SOBRE OS MEIOS DA PRESERVAÇÃO DA PUREZA
Dissemos que esta virtude é de grande valor aos olhos de Deus; mas também devemos afirmar que são muitos os inimigos que se esforçam para tirá-lo de nós. Poderíamos até dizer que quase tudo ao nosso redor está conspirando para roubá-la de nós. O diabo é um dos inimigos mais temíveis; vivendo no meio do fedor dos vícios impuros e sabendo que não há pecado que ultraje tanto a Deus, e também sabendo como a alma pura é agradável a Deus, ele arma toda espécie de ciladas para nos arrebatar esta virtude. Por sua vez, o mundo, que só busca seus dons e prazeres, também trabalha para nos fazer perdê-la, muitas vezes sob o disfarce da amizade. Mas podemos afirmar que o inimigo mais cruel e perigoso somos nós mesmos, isto é, a nossa carne que, uma vez estragada e corrompida pelo pecado de Adão, furiosamente nos induz à corrupção. Se não estivermos constantemente alertas, ela nos queima de imediato e nos devora com suas chamas impuras.
'Mas - você me dirá - 'já que é muito difícil preservar uma virtude tão preciosa aos olhos de Deus, o que devemos fazer?' Vejamos aqui os meios de preservá-la. A primeira é exercer grande vigilância sobre os nossos olhos, nossos pensamentos, nossas palavras e nossas ações; o segundo, recorrer à oração; o terceiro, frequentar dignamente os sacramentos; o quarto, fugir de tudo que possa nos induzir ao mal; o quinto, ser muito devoto da Santíssima Virgem. Observando tudo isso, apesar dos esforços de nossos inimigos e apesar da fragilidade dessa virtude, teremos a segurança de preservá-la.

ENTRADAS DO CONJUNTO:
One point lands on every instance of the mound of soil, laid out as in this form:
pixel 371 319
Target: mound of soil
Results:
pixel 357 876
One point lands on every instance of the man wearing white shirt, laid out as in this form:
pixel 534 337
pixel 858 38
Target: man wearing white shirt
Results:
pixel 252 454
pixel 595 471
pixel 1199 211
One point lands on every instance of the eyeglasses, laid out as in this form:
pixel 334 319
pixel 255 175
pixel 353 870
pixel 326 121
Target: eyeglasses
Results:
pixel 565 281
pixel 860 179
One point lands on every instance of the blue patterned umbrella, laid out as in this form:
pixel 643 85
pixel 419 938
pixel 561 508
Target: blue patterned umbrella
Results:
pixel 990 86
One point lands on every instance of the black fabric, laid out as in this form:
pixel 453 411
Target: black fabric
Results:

DESAFIOS:
a: Traduza para o inglês esta frase do texto sobre a pureza: "Vejamos aqui os meios de preservá-la."
b: Prossiga o texto sobre a pureza a partir do ponto em que ele termina.

RESPOSTAS POR TAREFA:
a: Let us look here at the means of preserving it.

b:
Eu disse que, primeiro de tudo, devemos resguardar a nossa vista; o que é bem verdade, pois vemos, por experiência, que muitos sucumbiram por um único olhar e nunca mais se levantaram... (Pv 9, 9). Não dê ao olhar nenhuma liberdade além daquela que seja verdadeiramente necessária. Antes enfrentar a superação de tal dificuldade do que se expor ao pecado... Diz-nos São Tiago que esta virtude vem do céu e que nunca a obteremos se não a pedirmos a Deus. Devemos, portanto, implorar a Deus com frequência para nos dar pureza nos olhares, nas palavras e nas ações. Disse, em terceiro lugar, que se quisermos conservar esta bela virtude, devemos receber os santos sacramentos com frequência e dignidade; caso contrário, nunca alcançaremos tal bem-aventurança. Jesus Cristo não só instituiu o sacramento da Penitência para perdoar os nossos pecados, mas também para nos dar forças para lutar contra o demônio. O que pode ser facilmente compreendido. Quem será, com efeito, que tendo feito hoje uma boa confissão, se deixará vencer pelas tentações? O pecado, com todo o prazer que contém, o horrorizaria. Quem será que, pouco depois de receber a Comunhão, poderá consentir, não digo num ato impuro, mas apenas num mau pensamento? Jesus, que então habita em seu coração, faz-lhe bem para compreender quão infame é aquele pecado, e quanto este o desagrada e, assim, o faz separar Dele. O cristão que frequenta santamente os sacramentos pode ser tentado, mais dificilmente pecará.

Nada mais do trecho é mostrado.